Named object pointing entries
☆ ☆ ☆ ☆

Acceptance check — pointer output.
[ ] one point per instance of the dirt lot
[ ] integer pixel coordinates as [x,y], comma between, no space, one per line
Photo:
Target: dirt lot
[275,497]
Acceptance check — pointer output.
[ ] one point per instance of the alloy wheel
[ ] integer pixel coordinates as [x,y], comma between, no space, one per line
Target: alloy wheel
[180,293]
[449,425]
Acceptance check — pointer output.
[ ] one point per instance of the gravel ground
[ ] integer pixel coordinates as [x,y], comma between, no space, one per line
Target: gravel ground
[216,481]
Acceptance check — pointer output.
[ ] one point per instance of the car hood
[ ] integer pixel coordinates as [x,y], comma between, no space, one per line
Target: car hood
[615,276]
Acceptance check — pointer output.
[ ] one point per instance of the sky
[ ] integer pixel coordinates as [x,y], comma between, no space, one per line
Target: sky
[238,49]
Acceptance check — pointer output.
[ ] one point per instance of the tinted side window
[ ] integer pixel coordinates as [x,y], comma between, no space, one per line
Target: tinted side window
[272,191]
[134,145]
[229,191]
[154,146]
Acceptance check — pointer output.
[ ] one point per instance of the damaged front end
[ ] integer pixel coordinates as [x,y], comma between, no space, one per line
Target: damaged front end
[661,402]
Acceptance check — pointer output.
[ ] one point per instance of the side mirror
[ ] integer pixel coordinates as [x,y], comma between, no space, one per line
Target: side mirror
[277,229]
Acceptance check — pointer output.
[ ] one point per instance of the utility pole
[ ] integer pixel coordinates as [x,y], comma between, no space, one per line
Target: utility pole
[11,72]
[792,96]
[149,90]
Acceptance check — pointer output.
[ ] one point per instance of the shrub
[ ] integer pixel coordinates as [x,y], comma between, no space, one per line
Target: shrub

☆ ☆ ☆ ☆

Repeat every line of the data, exactly and in full.

:: Problem solution ::
Acceptance check — pointer output.
[ ] one point per instance of the dirt lot
[ ] integer pixel coordinates as [x,y], comma between, no space, one per line
Photo:
Target: dirt lot
[275,497]
Acceptance check — pointer output.
[ ] one point per instance of the alloy wheel
[ ] integer pixel coordinates as [x,y], comma between, no space, one per line
Target: alloy wheel
[180,293]
[449,425]
Acceptance check — pointer output.
[ ] one point per instance of the gravel ground
[ ] integer pixel coordinates as [x,y], comma between, no space, one per line
Target: gravel ground
[216,481]
Acceptance check — pointer output.
[ ] one point per instance of the car hood
[ ] integer pixel coordinates as [x,y], comma between, no space, one per line
Target: car hood
[615,276]
Acceptance check — pointer output.
[ ] one point per instance of the sky
[ ] integer pixel coordinates as [x,y], comma between, no space, one per line
Target: sky
[238,49]
Acceptance check — pointer output.
[ ] one point per instance of the tinted side window
[ ] integer pixel coordinates as [x,y], comma between, no space, one per line
Target: tinted side window
[272,191]
[134,145]
[229,191]
[154,146]
Acceptance check — pointer output.
[ ] one point per instance of the damaged front end
[ ] integer pixel coordinates as [x,y], comma between, no space, one per line
Target: damaged front end
[661,402]
Acceptance check — pointer output.
[ ] one point per instance of the side mirror
[ ] integer pixel coordinates as [x,y], comma between, no space, one per line
Target: side mirror
[277,229]
Acceptance check — pointer output.
[ ] one point per instance of the utility pole
[ ] integer pixel coordinates as [x,y], comma between, no space, one per line
Target: utility pole
[11,72]
[792,96]
[149,90]
Acceptance check — pointer output.
[ ] one point per instance of the shrub
[ ] integer pixel coordinates as [x,y], comma between, no space, one per line
Target: shrub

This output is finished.